Il 10 giugno 1924 il deputato socialista Giacomo Matteotti fu rapito da una squadraccia fascista guidata da Amerigo Dumini nei pressi della sua abitazione sul Lungotevere Arnaldo da Brescia mentre si recava a Montecitorio. Probabilmente morì subito dopo il rapimento per le coltellate inferte in auto, ma il corpo fu ritrovato solo il 13 agosto 1924, in un boschetto nei pressi della Quartarella, a poche centinaia di metri dalla via Flaminia.
La salma fu quindi trasportata a Fratta Polesine per i funerali che si svolsero il 21 agosto con un vasto apparato di sicurezza e una straordinaria partecipazione popolare che fu composta e silenziosa. Matteotti, fu sepolto nel cimitero del paese dove ancora si trova e assieme a lui lo stato liberale e parlamentare che non aveva saputo impedire l’ascesa del fascismo.

#### VOCI ELENCATE

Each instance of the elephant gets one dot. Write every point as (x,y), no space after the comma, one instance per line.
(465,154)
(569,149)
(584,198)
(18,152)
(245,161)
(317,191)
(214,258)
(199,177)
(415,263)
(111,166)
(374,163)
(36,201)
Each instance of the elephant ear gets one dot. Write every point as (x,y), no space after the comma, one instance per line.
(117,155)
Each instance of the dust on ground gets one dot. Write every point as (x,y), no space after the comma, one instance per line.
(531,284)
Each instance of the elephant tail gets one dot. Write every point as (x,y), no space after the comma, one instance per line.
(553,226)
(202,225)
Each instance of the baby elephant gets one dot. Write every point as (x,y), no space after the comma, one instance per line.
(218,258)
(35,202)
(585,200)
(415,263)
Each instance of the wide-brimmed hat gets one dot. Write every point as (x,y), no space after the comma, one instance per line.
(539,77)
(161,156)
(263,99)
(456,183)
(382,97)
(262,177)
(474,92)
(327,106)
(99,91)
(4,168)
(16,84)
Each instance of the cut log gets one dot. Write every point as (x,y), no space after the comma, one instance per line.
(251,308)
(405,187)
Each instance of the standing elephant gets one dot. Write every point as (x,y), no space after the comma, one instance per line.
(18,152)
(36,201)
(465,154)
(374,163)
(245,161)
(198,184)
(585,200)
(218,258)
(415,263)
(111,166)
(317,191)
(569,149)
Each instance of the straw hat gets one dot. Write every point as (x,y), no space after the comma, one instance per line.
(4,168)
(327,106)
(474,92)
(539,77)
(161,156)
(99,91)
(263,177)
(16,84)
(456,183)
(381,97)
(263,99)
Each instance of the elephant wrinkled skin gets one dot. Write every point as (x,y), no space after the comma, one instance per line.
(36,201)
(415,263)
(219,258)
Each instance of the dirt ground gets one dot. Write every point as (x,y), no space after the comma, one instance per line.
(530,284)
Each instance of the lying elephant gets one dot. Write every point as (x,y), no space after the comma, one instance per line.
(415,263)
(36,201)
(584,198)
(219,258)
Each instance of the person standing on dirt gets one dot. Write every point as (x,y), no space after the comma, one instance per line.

#### ISTRUZIONI
**1)** Secondo il testo sul rapimento di Matteotti, dove fu ritrovato il suo corpo?
**2)** Scrivi il seguito del testo sul rapimento di Matteotti, riprendendo dopo la sua ultima frase.

#### RISPOSTE IN ORDINE
**1)** In un boschetto nei pressi della Quartarella, a poche centinaia di metri dalla via Flaminia.

**2)**
Un grande romanzo russo del XX secolo, ‘Il dottor Zivago’ di Boris Pasternak, nelle pagine conclusive descrive il funerale del protagonista come una cerimonia silenziosa, commossa e di grande partecipazione. Perfino il fratellastro dello scomparso Evgraf, impassibile ufficiale della polizia politica, ammette una certa sorpresa e commenta: «Non mi ero reso conto di quanti avessero letto le poesie di Juri e il nostro popolo ama i poeti». Pasternak non poteva sapere che anche al suo funerale nel 1955 sarebbero accorsi in molti, non solo per affetto nei suoi confronti, ma anche per manifestare un timido dissenso.
Il 21 gennaio 1924, dopo una lunga e debilitante malattia, scomparve Vladimir Jlic Ulianov «Lenin»: nonostante nel testamento avesse espressamente indicato di essere cremato e trasferito a Pietroburgo accanto alla madre, i funerali si trasformarono nel primo capitolo di quella che sarebbe diventata una vera e propria liturgia sovietica. Il corpo fu sottoposto ad un trattamento per garantirne la conservazione e le spoglie collocate sotto le mura del Cremlino. Nello stesso testamento Lenin aveva anche ammonito a non concedere troppo spazio al segretario generale del partito Iosif Vissarionovič Džugašvili «Stalin», ma fu disatteso anche in questo.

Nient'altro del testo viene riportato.